* ACTIVITY: Restate the listing that follows word for word, without its pictures.

* DATA FOR REVIEW:
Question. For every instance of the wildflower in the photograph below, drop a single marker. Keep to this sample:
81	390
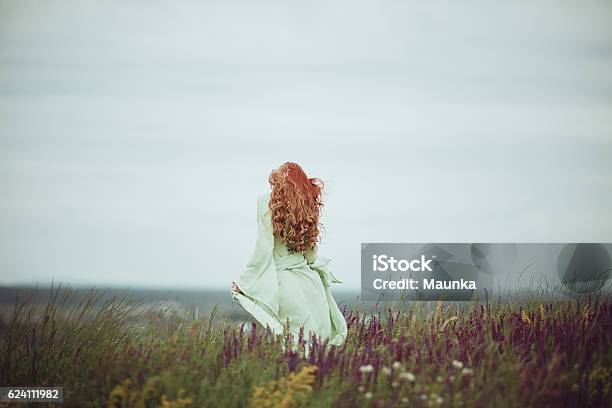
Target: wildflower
407	376
467	371
525	318
286	390
457	364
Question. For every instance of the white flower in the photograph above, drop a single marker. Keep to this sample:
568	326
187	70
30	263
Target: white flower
467	371
408	377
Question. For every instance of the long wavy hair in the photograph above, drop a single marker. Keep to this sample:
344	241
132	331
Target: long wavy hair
295	204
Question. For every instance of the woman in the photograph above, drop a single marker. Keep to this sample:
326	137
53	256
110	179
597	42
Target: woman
285	280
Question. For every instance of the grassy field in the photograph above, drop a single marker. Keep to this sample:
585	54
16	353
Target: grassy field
117	353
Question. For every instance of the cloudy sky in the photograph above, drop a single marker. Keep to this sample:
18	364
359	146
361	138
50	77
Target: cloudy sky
136	136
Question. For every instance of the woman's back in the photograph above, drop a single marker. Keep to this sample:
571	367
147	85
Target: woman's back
282	284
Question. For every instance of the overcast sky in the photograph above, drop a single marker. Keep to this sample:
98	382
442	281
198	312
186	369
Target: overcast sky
136	136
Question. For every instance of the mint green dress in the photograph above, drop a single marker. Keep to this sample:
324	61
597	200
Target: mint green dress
278	286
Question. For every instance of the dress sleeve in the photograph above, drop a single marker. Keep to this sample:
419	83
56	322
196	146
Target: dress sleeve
259	281
319	264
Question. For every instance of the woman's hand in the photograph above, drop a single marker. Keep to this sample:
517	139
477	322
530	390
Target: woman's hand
236	289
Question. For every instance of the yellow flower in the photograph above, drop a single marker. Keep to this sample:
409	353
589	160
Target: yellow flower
525	318
285	392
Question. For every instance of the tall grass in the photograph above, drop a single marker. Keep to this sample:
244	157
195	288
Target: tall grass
128	354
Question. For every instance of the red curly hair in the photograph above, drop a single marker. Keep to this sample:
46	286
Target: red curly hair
295	203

* SOLVED EXERCISE:
Question. For every instance of the wildflower in the photograph below, drop a single marker. Keep to this sample:
81	390
Target: wildflower
407	376
467	371
525	318
286	390
457	364
Question. For every instance of the white flower in the photograph above, drop a single marker. Keep to this sample:
568	326
187	70
30	263
Target: white flower
467	371
408	377
Question. For every instance of the long wavy hair in the photograph above, drop a single marker. Keep to this sample:
344	241
132	331
Target: long wavy hair
295	204
Question. For every instance of the woman in the photograph above, drop a single marker. Keep to this sample:
326	137
53	256
110	179
597	42
Target: woman
285	280
Question. For every instance of the grassy field in the photograph above, drop a single marker. Keep to this sample:
585	54
16	353
Target: grassy field
117	353
Question. For every instance of the cloudy sky in the photograph above, drop a single marker. Keep to this sample:
18	364
359	146
361	138
50	77
Target: cloudy sky
136	136
Question. For every instance of the woman's back in the photograph above, drop a single marker. Keep to this sample:
571	367
147	85
Target: woman's back
282	284
Question. For every instance of the overcast sky in the photograph above, drop a single marker. Keep to this sample:
98	382
442	281
198	312
186	369
Target: overcast sky
136	136
Question. For every instance of the mint green dress in the photograph above, drop a single marker. Keep to this sample:
324	61
597	200
Target: mint green dress
278	286
Question. For every instance of the dress sleeve in the photograph above, drop a single marker. Keep to this sample:
419	83
56	322
196	146
Target: dress sleeve
259	281
319	264
Question. For every instance of the woman's hand in the photograph above, drop a single marker. Keep to this sample:
517	139
477	322
530	390
Target: woman's hand
236	289
Question. For every instance of the yellow flower in the photograph above, drop a single marker. Keep to this sample:
409	353
589	160
Target: yellow flower
525	318
285	392
Question. For every instance of the tall grass in the photograph above, drop a single marker. Keep to this sample:
244	157
195	288
Target: tall grass
128	354
Question. For every instance of the red curly hair in the photograph above, drop a single marker. Keep to this sample:
46	286
Target: red curly hair
295	203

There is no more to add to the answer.